===== Information shown =====

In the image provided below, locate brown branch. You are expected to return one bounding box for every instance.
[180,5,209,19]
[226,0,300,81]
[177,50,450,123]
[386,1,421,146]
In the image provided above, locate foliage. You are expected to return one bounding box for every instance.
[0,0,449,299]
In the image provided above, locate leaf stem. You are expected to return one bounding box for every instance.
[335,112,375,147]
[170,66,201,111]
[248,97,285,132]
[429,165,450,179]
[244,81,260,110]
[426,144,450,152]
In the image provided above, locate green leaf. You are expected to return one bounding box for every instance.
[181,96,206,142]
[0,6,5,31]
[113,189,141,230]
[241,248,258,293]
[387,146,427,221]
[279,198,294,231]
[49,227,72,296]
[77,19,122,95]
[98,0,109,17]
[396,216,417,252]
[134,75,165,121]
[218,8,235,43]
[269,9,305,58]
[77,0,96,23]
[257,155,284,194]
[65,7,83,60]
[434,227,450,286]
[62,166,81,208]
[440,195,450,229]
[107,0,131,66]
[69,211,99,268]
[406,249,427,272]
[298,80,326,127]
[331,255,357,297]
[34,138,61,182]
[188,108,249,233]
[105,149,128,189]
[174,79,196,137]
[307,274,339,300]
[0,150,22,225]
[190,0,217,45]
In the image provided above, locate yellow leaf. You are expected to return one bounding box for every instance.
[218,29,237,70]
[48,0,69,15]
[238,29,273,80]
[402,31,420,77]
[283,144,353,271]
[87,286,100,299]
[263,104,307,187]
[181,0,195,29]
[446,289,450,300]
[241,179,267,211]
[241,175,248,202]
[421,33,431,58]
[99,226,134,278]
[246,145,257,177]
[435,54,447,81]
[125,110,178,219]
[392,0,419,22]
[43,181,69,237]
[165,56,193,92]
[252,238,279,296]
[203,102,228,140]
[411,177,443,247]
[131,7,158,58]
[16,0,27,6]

=====

Problem requirements — Everything in the data above should be set down again precisely.

Result for this exercise —
In the image provided below, locate brown branch. You are expected to return one bounding box for every instance.
[180,5,209,19]
[226,0,300,81]
[177,50,450,123]
[386,1,421,146]
In the image provided above, locate foliage. You are expected to return one bounding box for every instance.
[0,0,449,299]
In the image provided above, locate leaf stem. You are expected to return one bounding box for every instance.
[335,112,375,147]
[170,66,201,111]
[248,97,285,132]
[429,165,450,179]
[244,81,260,110]
[426,144,450,152]
In the image provided above, locate green leaf. You are expected to return one bounding box for every instance.
[181,96,206,142]
[0,6,5,31]
[113,189,141,230]
[241,248,258,293]
[387,146,427,221]
[279,198,294,231]
[49,227,72,296]
[77,19,122,95]
[98,0,109,17]
[396,216,417,252]
[134,75,165,121]
[218,8,235,43]
[269,9,305,58]
[77,0,96,23]
[257,155,284,194]
[65,7,83,60]
[434,227,450,286]
[62,166,81,208]
[440,195,450,229]
[107,0,131,66]
[69,211,99,268]
[406,249,427,272]
[298,80,326,127]
[331,255,357,297]
[34,138,61,182]
[188,108,249,233]
[105,149,128,189]
[174,79,196,137]
[307,274,339,300]
[0,150,22,225]
[190,0,217,45]
In the image provided above, locate yellow leaf. You are expected to return one bounding box for every instance.
[218,29,237,70]
[48,0,69,15]
[238,29,273,80]
[402,31,420,77]
[283,144,353,271]
[87,286,100,299]
[263,104,307,187]
[181,0,195,29]
[446,289,450,300]
[241,179,267,211]
[241,175,248,202]
[421,33,431,58]
[99,226,134,278]
[246,145,257,177]
[435,54,447,81]
[125,110,178,219]
[392,0,419,22]
[43,181,69,237]
[165,56,193,92]
[252,238,279,296]
[203,102,228,140]
[411,177,443,247]
[131,7,158,58]
[16,0,27,6]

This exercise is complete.